-------- Estratto della pagina
L’alzare degli occhi dinanzi al bene costituisce un segno chiaro di probità. Guardando in alto vede la sommità del colle illuminata dal sole (I, 16 sgg.) e nel «nobile castello», il «maestro di color che sanno» (IV, 131). Spia, tra le tante di eredità di miti e tradizioni classiche o anche di antiche consuetudini di corte, che adusavano alla lealtà e alla franchezza: un galateo di profondo significato morale. L’apparizione del Messo è innanzitutto una necessità del rito di liberazione e di propiziazione che si sta compiendo. Non è un espediente atto a sciogliere l’azione. Il suo significato non può ricercarsi, per talune analogie con testi antichi, in Mercurio (Pietro di Dante, Benvenuto, Chiose Vernon, ecc.) o in Enea (Caetani, Troya, Pascoli, Toffanin), ma più naturalmente in un angelo, messo del Cielo. La traduzione del simbolo, che Dante fa in questo canto (v. 85) e altrove (Purg., II, 29), è imposta anche dalla corrispondenza ch’è legge universale nella Commedia, tra vizi da combattere (e tali sono le Furie e Medusa) e virtù da innalzare (e tale deve essere il Messo). L’interpretazione del simbolo di Dante si palesa sempre (nell’astratto che si veste del reale: fiere, alberi, oggetti e cose concrete) in una diretta e coerente corrispondenza di valori morali: al male il bene, al negativo il positivo. Rinunciare a interpretare il Messo, come parve opportuno in età positivistica, è, qui almeno, un segno di inerzia mentale ingiustificabile.
Anche il Messo è una somma di virtù, cui sono affidati destino e potere. È un evento che si presenta come un uragano estivo, un «fracasso» che rovina e sconvolge. Non altrimenti era possibile sgominare le resistenze dei diavoli. Al terrore si oppone il terrore. La lotta si sostiene con armi uguali (qui battono le corrispondenze) così come avevano voluto i diavoli nella loro irosa sfida.
E già venia su per le torbid’onde
un fracasso d’un suon, pien di spavento,
per che tremavano ambedue le sponde,
non altrimenti fatto che d’un vento
impetuoso per li avversi ardori,
che fier la selva e sanz’alcun rattento
li rami schianta, abbatte e porta fuori;
dinanzi polveroso va superbo,
e fa fuggir le fiere e li pastori.
Del Messo non si presentano né volto, né qualità. È una figura eccezionale ch'è preceduta dagli effetti del suo potere, come il male è seguito perennemente dalla sua ombra: è «un fracasso d’un suon» che spande attorno a sé rovine e terrore. L’espressione, forse «enfatica», ma tipicamente dantesca, esprime, in grado assoluto, la sensazione fisica d’un potere astratto. Le cose riflettono ed echeggiano questo potere. Nella valle dello smarrimento la rabbiosa fame del leone è tale «che parea che l’aere ne temesse» (I, 48). In Virgilio pini, fonti, arbusti invocano Titiro (Ecl., I, 38-39); nomi selvaggi, selve e leoni africani gemono per la morte di Dafne (ibid., V, 27-28). Un annunzio simile sembra al Buti «accordarsi con li teologi che dicono che quando l’angelo viene, prima dà spavento e poi sicurtà, e lo demonio fa il contrario». Al Brossa la similitudine suggerì invece, assai opportunamente, un accostamento ai versetti 5 e sgg. del Salmo XXXIV. A parte si pongono i riscontri da altri tentati con le fonti classiche.
----------------
-------- Raccolta dati
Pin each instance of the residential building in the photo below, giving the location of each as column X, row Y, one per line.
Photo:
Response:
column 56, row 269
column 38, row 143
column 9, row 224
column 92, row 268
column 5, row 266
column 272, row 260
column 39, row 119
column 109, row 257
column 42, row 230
----------------
__Cosa serve__. Prosegui il commento sul Messo nella Commedia di Dante, ripartendo subito dopo l'ultima frase riportata.

__Risultato__.
L’azione del Messo è decisa, ferma e sprezzante. Anche per questo lato e al rovescio il Messo agisce con le armi dei diavoli e delle Erinni. Il canto presenta questo ribaltamento di situazioni. Il Messo, che passa «Stige con le piante asciutte», non è molto diverso, per natura, da quel glorioso manipolo di savi, che passano il «bel fiumicello» «come terra dura» (IV, 109). Se l’annunzio procura fracasso e tremore, la sua presenza scompagina gli avversari e li distrugge. I suoi atti sono di guerra. Le parole, di fuoco. I mezzi, atti all’espugnazione. Il vocabolario militare, che già abbiamo notato nell'uso dei diavoli e nella loro fiera opposizione, ritorna ancora qui. ‘ Verghetta', ‘oltracotanza’, ‘recalcitrare’ e ‘ dar di cozzo’ designano atti guerreschi e pongono l’opera dei diavoli nella luce che essi avevano voluto attribuirsi per loro presunzione. L’ineluttabilità d’ogni azione era già presente alla loro coscienza e non suona nuova. Rimane a loro l’orgoglio di aver osato e il pregio di aver recato paura a Dante e Virgilio, e «angoscia», cioè fastidio e affanno, al Messo del cielo. Eppure questo, di tanto rimprovera e incalza e non dà tregua ai diavoli.
«O cacciati del ciel, gente dispetta»,
cominciò elli in su l’orribil soglia,
«ond’esta oltracotanza in voi s’alletta?
Perché recalcitrate a quella voglia
a cui non può il fin mai esser mozzo,
e che più volte c’ha cresciuta doglia?
Che giova ne le fata dar di cozzo?
Cerbero vostro, se ben vi ricorda,
ne porta ancor pelato il mento e ‘l gozzo».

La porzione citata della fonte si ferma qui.